Exercise inputs:
____

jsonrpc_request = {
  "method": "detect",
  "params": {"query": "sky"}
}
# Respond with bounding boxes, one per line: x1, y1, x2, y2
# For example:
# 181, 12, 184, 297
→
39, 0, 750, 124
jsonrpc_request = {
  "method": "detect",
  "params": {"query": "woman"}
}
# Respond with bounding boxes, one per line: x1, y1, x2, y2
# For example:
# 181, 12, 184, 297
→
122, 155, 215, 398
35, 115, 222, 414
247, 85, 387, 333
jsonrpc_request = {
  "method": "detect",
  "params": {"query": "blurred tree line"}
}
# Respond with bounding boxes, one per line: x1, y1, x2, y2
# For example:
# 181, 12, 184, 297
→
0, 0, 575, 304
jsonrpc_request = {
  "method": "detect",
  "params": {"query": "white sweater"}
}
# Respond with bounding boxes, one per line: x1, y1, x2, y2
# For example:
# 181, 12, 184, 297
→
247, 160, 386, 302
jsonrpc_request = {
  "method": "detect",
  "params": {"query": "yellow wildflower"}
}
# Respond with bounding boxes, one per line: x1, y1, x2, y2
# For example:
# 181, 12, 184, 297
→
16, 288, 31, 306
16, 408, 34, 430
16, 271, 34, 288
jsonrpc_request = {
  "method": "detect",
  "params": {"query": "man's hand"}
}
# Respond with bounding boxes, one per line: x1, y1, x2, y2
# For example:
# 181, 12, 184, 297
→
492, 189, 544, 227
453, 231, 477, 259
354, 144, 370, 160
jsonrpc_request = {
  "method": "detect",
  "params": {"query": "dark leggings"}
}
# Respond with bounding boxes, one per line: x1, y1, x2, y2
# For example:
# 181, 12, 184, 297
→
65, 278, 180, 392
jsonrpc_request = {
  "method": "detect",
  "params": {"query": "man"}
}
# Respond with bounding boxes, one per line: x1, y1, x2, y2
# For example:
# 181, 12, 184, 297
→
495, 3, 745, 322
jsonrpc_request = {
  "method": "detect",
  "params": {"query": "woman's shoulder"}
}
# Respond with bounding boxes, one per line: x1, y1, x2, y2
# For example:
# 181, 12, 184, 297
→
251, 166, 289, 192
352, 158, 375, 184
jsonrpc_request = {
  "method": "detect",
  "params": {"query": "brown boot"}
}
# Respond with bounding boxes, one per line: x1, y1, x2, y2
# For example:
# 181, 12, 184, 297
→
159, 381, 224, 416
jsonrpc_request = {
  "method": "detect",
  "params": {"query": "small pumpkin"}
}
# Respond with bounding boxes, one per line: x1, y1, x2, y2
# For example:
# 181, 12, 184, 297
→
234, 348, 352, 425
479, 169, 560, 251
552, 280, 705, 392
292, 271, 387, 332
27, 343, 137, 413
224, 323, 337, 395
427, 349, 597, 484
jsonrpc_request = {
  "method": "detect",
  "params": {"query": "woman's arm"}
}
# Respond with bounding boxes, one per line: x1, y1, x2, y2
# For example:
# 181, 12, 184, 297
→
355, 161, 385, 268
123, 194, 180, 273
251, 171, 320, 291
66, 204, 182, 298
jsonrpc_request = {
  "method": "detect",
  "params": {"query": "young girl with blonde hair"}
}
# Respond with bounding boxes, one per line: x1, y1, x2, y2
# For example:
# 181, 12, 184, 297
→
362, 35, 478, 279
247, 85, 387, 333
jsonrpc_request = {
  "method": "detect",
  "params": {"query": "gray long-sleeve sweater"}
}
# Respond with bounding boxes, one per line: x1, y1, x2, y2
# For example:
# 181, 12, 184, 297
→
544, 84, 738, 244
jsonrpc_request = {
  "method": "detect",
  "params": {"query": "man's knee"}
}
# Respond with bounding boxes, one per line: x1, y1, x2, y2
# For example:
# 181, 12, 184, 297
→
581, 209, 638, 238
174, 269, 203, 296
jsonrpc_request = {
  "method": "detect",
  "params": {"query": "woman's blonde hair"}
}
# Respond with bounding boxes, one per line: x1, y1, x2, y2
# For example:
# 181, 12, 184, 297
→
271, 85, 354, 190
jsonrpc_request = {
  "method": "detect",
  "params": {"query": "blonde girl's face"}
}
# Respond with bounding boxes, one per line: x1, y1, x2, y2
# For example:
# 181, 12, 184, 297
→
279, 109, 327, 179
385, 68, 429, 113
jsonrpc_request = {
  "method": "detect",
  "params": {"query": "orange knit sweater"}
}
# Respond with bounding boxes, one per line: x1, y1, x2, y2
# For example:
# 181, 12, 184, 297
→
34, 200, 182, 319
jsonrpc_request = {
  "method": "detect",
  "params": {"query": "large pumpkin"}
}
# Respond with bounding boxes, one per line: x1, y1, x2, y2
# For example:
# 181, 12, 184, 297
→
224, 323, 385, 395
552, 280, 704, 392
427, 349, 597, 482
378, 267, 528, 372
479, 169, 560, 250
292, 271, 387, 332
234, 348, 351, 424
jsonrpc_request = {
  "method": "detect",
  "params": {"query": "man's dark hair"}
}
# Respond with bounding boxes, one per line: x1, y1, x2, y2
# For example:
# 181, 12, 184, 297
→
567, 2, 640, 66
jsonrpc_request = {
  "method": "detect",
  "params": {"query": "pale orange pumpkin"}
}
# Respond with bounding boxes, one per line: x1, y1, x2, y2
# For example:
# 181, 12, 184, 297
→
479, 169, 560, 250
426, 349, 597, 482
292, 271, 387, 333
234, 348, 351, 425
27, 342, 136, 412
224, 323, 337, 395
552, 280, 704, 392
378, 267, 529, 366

____

What you will do:
Render every line of the entries above as a numbered list, leaving out blank lines.

Task solution:
1. jsonrpc_request = {
2.   "method": "detect",
3.   "params": {"query": "sky"}
4. }
5. # Respond with bounding boxes, one per line: x1, y1, x2, y2
6. # For example:
7. # 181, 12, 184, 297
8. →
9. 39, 0, 750, 124
10. jsonrpc_request = {
11.   "method": "detect",
12.   "params": {"query": "woman"}
13. }
14. # Respond with bounding boxes, one per line: x1, y1, x2, y2
15. # For example:
16. # 181, 12, 184, 297
17. →
18. 122, 155, 215, 398
19. 35, 115, 222, 414
20. 247, 85, 387, 333
21. jsonrpc_request = {
22.   "method": "detect",
23.   "params": {"query": "blurred tree line"}
24. }
25. # Respond with bounding boxes, one per line: x1, y1, x2, y2
26. # For example:
27. # 181, 12, 184, 297
28. →
29. 0, 0, 575, 304
30. jsonrpc_request = {
31.   "method": "detect",
32.   "params": {"query": "white sweater"}
33. }
34. # Respond with bounding boxes, one per line: x1, y1, x2, y2
35. # For example:
36. # 181, 12, 184, 297
37. →
38. 247, 160, 386, 302
39. jsonrpc_request = {
40.   "method": "detect",
41.   "params": {"query": "yellow wildflower"}
42. }
43. # Respond with bounding boxes, one per line: x1, y1, x2, y2
44. # For example:
45. # 181, 12, 184, 297
46. →
47. 16, 288, 31, 306
48. 16, 408, 34, 430
49. 16, 271, 34, 288
50. jsonrpc_request = {
51.   "method": "detect",
52.   "params": {"query": "man's hand"}
53. }
54. # Respond with bounding boxes, one per line: x1, y1, x2, y2
55. # For example:
56. # 181, 12, 184, 297
57. →
58. 492, 189, 544, 227
59. 453, 231, 477, 259
60. 354, 144, 370, 160
61. jsonrpc_request = {
62.   "method": "detect",
63.   "params": {"query": "dark leggings"}
64. }
65. # Respond with bounding boxes, one per line: x1, y1, x2, y2
66. # For example:
67. # 181, 12, 184, 297
68. →
69. 65, 278, 180, 392
70. jsonrpc_request = {
71.   "method": "detect",
72.   "params": {"query": "man"}
73. }
74. # Respond with bounding boxes, one per line: x1, y1, x2, y2
75. # For example:
76. # 181, 12, 184, 297
77. →
78. 495, 3, 745, 322
79. jsonrpc_request = {
80.   "method": "detect",
81.   "params": {"query": "woman's shoulder"}
82. }
83. # Respond with bounding boxes, one per line: x1, y1, x2, y2
84. # For example:
85. # 181, 12, 184, 297
86. →
87. 251, 166, 289, 192
88. 352, 158, 375, 184
89. jsonrpc_request = {
90.   "method": "detect",
91.   "params": {"query": "brown boot"}
92. }
93. # Respond with bounding boxes, one per line: x1, y1, x2, y2
94. # For example:
95. # 181, 12, 184, 297
96. →
97. 159, 381, 224, 416
98. jsonrpc_request = {
99.   "method": "detect",
100.   "params": {"query": "small pumpkin"}
101. }
102. # Respond with bounding boxes, one per line: x1, y1, x2, y2
103. # For example:
104. # 181, 12, 184, 297
105. →
106. 234, 348, 352, 425
107. 479, 169, 560, 251
108. 552, 280, 705, 392
109. 292, 271, 387, 332
110. 27, 343, 137, 413
111. 224, 323, 337, 395
112. 427, 349, 597, 484
113. jsonrpc_request = {
114.   "method": "detect",
115.   "params": {"query": "woman's arm"}
116. }
117. # Respond with bounding boxes, one per line: x1, y1, x2, y2
118. # For example:
119. # 181, 12, 184, 297
120. →
121. 355, 161, 385, 268
122. 123, 194, 180, 273
123. 251, 171, 320, 291
124. 66, 204, 182, 298
125. jsonrpc_request = {
126.   "method": "detect",
127.   "params": {"query": "young girl with blonde hair"}
128. }
129. # Respond with bounding boxes, one per line: x1, y1, x2, y2
130. # For example:
131. # 181, 12, 184, 297
132. →
133. 362, 35, 478, 279
134. 247, 85, 387, 333
135. jsonrpc_request = {
136.   "method": "detect",
137.   "params": {"query": "gray long-sleeve sweater"}
138. }
139. # Respond with bounding boxes, one per line: x1, y1, x2, y2
140. # For example:
141. # 181, 12, 184, 297
142. →
143. 544, 84, 738, 244
144. jsonrpc_request = {
145.   "method": "detect",
146.   "params": {"query": "man's knee"}
147. }
148. # Respond with bounding boxes, one per line: x1, y1, x2, y2
149. # For example:
150. # 181, 12, 184, 297
151. →
152. 581, 209, 638, 238
153. 174, 269, 203, 296
154. jsonrpc_request = {
155.   "method": "detect",
156.   "params": {"query": "woman's blonde hair"}
157. }
158. # Respond with bounding boxes, one per line: x1, y1, x2, y2
159. # For example:
160. # 181, 12, 184, 297
161. →
162. 271, 85, 354, 190
163. jsonrpc_request = {
164.   "method": "detect",
165.   "params": {"query": "blonde girl's face"}
166. }
167. # Respond with bounding boxes, one per line: x1, y1, x2, y2
168. # For example:
169. # 181, 12, 184, 297
170. →
171. 279, 109, 327, 179
172. 385, 68, 429, 113
173. jsonrpc_request = {
174.   "method": "detect",
175.   "params": {"query": "orange knit sweater"}
176. }
177. # Respond with bounding boxes, one per line: x1, y1, x2, y2
178. # For example:
179. # 181, 12, 184, 297
180. →
181. 34, 200, 182, 319
182. jsonrpc_request = {
183.   "method": "detect",
184.   "params": {"query": "large pumpkin"}
185. }
186. # Respond with bounding boxes, one per line: x1, y1, x2, y2
187. # For example:
188. # 181, 12, 184, 297
189. →
190. 224, 323, 385, 395
191. 552, 280, 704, 392
192. 427, 349, 597, 482
193. 378, 267, 528, 372
194. 479, 169, 560, 250
195. 292, 271, 387, 332
196. 234, 348, 351, 424
197. jsonrpc_request = {
198.   "method": "detect",
199.   "params": {"query": "man's dark hair"}
200. }
201. # Respond with bounding boxes, one per line: x1, y1, x2, y2
202. # For example:
203. # 181, 12, 184, 297
204. →
205. 567, 2, 640, 66
206. jsonrpc_request = {
207.   "method": "detect",
208.   "params": {"query": "pale orange pumpkin"}
209. }
210. # Respond with bounding boxes, one per line: x1, y1, x2, y2
211. # For example:
212. # 181, 12, 184, 297
213. →
214. 479, 169, 560, 250
215. 426, 349, 597, 482
216. 292, 271, 387, 333
217. 234, 348, 351, 425
218. 27, 342, 136, 412
219. 224, 323, 337, 395
220. 552, 280, 704, 392
221. 378, 267, 529, 366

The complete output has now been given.